[Start]
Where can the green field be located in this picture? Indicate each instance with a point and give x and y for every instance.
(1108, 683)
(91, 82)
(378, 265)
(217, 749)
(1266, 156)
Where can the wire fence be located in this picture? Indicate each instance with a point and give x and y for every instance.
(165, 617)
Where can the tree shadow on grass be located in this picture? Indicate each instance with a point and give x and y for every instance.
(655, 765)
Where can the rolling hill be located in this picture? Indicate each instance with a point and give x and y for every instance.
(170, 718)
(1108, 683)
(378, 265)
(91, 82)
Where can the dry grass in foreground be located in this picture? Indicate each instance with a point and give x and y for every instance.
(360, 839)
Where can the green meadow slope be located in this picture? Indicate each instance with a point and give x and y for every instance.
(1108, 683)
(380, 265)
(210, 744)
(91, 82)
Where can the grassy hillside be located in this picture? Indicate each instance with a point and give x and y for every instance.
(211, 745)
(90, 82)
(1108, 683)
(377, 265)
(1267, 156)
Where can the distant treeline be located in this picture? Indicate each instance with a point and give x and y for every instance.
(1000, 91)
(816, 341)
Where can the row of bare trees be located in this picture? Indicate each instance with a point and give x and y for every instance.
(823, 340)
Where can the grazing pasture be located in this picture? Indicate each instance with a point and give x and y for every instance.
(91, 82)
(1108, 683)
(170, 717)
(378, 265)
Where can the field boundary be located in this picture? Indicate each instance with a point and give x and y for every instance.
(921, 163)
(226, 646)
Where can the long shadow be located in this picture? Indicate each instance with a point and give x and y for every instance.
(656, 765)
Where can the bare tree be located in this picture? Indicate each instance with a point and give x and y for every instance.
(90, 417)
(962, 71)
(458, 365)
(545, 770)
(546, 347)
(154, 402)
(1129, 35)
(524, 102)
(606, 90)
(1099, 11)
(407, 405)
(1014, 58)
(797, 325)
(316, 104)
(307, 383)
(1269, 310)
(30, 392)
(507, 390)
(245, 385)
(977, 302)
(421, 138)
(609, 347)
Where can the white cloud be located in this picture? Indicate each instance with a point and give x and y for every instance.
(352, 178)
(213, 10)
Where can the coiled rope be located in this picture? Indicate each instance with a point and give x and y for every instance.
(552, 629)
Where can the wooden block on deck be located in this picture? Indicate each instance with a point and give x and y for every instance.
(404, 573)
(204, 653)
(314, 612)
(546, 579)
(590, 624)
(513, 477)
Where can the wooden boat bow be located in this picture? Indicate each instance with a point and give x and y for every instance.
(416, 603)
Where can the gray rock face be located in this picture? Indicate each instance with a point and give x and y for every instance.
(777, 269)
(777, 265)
[End]
What needs to be done:
Reproduce all of the material above line for line, with no changes to any wording, number, or punctuation.

Final result:
Where can the green field be located in this picture? Indicate each instance with a point and give x and y for every instance.
(1108, 683)
(91, 82)
(378, 265)
(217, 749)
(1266, 156)
Where can the wire fence be located in this picture? Indicate each instance with a point and give x and y for every instance.
(165, 617)
Where can the tree shadow on grass be located in this picture? Indicate each instance with a point and give x and y for every instance.
(655, 765)
Where can the rolling hill be located in this picture? Indicate each instance with a point and give x and y for every instance.
(170, 718)
(1108, 683)
(378, 265)
(91, 82)
Where can the dry grass in foreground be located in this picture? Indicate each instance with a point and give x and y for every instance.
(360, 839)
Where can the green meadow slope be located in this picture? Indicate each instance with a point and give x and y for every instance.
(1108, 683)
(380, 265)
(210, 744)
(91, 82)
Where can the grassy hillside be located in this picture? Indicate each instance with a point and give x and y for every instance.
(211, 745)
(90, 82)
(1108, 683)
(377, 265)
(1267, 156)
Where can the distant treeline be located in this picture? Indicate each instance with a point and give x and y for every instance.
(1000, 91)
(816, 341)
Where can the row of bare trees be located in this picture? Indicate each instance with a point and give x and y for every instance.
(823, 340)
Where can the grazing pasture be located in this picture? Indicate each instance with a point and give x and y for every instance.
(91, 82)
(1108, 683)
(170, 717)
(378, 265)
Where can the field boundary be located in this picture? Indicate each instance with a point and give x and y for every instance.
(921, 163)
(226, 646)
Where can the long shadow be located in this picture? Indicate each instance with a point and give x and y for every instance.
(656, 765)
Where can the bare tree be located in this picture? Indicate each instance with a point and give x and y for every instance.
(90, 417)
(962, 71)
(458, 365)
(545, 770)
(546, 347)
(154, 402)
(1129, 35)
(524, 102)
(606, 90)
(1099, 11)
(407, 405)
(1014, 58)
(797, 325)
(316, 104)
(307, 383)
(1269, 310)
(30, 392)
(507, 390)
(245, 385)
(977, 302)
(421, 138)
(609, 347)
Where can the white cloud be located in this picture? Indicate each instance with a point and give x and y for every instance.
(352, 178)
(213, 10)
Where can the coiled rope be located in this picture? Indicate each instance with a point and give x and y for every instance.
(552, 629)
Where can the wooden block on deck be located in this picture? Indicate each instance with a point and give x and y for every instance.
(404, 573)
(204, 653)
(314, 612)
(546, 579)
(590, 624)
(513, 477)
Where can the wooden boat bow be located in this picture? Indicate each instance with a point and give x and y for every instance.
(416, 603)
Where can the gray rock face be located in this picture? Indicate each instance with a point and give x and y for every instance.
(777, 269)
(777, 265)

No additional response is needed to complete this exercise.